**Short task**
Copy every line below, from the one containing "Pick out the white parapet" through the last line, including lines that hold no coordinates. Scale each point coordinate by 1.15 and round to the nearest whole number, with halves rounded up.

—————

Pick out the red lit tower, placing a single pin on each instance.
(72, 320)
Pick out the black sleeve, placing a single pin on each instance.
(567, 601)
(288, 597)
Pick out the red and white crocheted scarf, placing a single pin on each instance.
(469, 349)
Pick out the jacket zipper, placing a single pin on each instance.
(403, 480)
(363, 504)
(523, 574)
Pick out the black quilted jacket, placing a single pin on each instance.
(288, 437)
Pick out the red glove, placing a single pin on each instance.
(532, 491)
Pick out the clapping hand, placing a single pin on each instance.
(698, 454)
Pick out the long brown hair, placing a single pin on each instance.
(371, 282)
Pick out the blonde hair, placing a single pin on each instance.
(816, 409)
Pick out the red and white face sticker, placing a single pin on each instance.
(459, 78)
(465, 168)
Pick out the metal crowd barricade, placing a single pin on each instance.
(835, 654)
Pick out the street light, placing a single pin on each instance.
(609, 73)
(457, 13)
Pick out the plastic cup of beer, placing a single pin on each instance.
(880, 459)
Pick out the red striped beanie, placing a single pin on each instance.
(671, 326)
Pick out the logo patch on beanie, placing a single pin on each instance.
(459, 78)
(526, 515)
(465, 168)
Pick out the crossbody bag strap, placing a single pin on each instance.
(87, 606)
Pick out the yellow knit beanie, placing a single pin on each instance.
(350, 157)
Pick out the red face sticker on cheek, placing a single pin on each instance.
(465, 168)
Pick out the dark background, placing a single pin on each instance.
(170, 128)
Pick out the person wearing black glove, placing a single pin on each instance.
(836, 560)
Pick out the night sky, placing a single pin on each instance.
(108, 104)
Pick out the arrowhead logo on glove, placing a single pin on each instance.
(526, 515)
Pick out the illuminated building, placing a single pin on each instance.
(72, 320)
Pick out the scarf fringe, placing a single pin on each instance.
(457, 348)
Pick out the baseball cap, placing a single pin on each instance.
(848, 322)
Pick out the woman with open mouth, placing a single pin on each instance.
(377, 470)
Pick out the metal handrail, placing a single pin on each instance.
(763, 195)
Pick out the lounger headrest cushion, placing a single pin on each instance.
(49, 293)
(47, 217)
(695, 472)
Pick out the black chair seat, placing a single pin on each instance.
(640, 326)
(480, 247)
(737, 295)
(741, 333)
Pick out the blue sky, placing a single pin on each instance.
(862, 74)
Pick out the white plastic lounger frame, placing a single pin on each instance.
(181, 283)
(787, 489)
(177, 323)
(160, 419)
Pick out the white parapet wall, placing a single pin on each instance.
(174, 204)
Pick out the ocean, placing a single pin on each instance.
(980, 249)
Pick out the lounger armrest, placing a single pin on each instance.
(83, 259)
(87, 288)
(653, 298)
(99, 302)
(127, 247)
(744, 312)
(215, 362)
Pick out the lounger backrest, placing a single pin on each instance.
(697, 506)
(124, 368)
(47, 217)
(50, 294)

—————

**Correct result**
Pick out the white parapet wall, placing a single pin on each instance.
(200, 235)
Pick out the ocean, placing a single pin on each instance.
(1127, 286)
Pick out the lounger armrest, placing a single pin on each instance.
(95, 298)
(100, 331)
(751, 343)
(114, 347)
(146, 284)
(856, 359)
(247, 416)
Pick out the lounger backrest, placing a single pin on each instance.
(802, 582)
(143, 423)
(54, 250)
(58, 338)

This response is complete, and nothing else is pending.